* Passage given:

Great! If there is a LEFT JOIN, there must be a RIGHT JOIN, too, right? What's the difference? Well, recall that a LEFT JOIN shows all rows from the left table, even if there are no matching rows for the ON condition in the right table. Similarly a RIGHT JOIN shows all rows from the right table, even if there are no matching rows for the ON condition in the left table..

Suppose that this time, we want to show all lecturers and the courses they are teaching; if a lecturer has not yet been assigned to a course, we still want to show their name. We can do that like this:

SELECT
  course.name AS course_name
  lecturer.name AS lecturer_name
FROM course
RIGHT JOIN lecturer
  ON course.lecturer_id = lecturer.id

This example would produce the following result:

course_name: lecturer_name
English grammar John Martinez
English listening Edward McCullen
History of England Justin Haar
null Marcin Wydrowski
null Peter Par

The pink rows are returned by the INNER JOIN. The blue and pink rows are returned by the RIGHT JOIN.

* Records supplied:
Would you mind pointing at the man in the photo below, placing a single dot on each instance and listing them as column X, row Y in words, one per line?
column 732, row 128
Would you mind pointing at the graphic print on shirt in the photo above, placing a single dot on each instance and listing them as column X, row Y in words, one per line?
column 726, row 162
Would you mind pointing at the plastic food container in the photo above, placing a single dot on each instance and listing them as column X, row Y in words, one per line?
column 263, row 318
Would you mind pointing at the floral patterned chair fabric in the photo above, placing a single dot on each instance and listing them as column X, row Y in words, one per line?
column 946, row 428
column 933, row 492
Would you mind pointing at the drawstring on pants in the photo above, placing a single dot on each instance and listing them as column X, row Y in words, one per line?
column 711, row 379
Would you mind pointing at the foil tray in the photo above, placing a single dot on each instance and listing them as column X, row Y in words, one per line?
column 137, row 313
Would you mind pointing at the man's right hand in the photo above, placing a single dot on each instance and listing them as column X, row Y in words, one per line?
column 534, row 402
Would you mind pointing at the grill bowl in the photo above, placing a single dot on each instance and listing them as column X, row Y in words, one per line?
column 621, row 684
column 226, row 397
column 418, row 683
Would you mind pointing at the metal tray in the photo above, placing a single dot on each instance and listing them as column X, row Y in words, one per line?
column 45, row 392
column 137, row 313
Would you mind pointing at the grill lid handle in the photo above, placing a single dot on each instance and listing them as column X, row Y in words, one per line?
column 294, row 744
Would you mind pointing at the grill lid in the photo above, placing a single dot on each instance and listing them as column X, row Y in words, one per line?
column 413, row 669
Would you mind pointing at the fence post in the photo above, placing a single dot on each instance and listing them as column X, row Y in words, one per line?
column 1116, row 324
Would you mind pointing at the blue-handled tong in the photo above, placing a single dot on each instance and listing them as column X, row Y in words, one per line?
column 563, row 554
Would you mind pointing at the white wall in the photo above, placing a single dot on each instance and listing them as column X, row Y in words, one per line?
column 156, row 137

* What you will do:
A) Reproduce the part of the RIGHT JOIN passage that opens with the words containing "course_name: lecturer_name" and closes with "the RIGHT JOIN.".
B) According to the RIGHT JOIN passage, which rows does a RIGHT JOIN show?
Rely on the RIGHT JOIN passage and nothing else.

* Written answers:
A)
course_name: lecturer_name
English grammar John Martinez
English listening Edward McCullen
History of England Justin Haar
null Marcin Wydrowski
null Peter Par

The pink rows are returned by the INNER JOIN. The blue and pink rows are returned by the RIGHT JOIN.

B) All rows from the right table, even if there are no matching rows for the ON condition in the left table.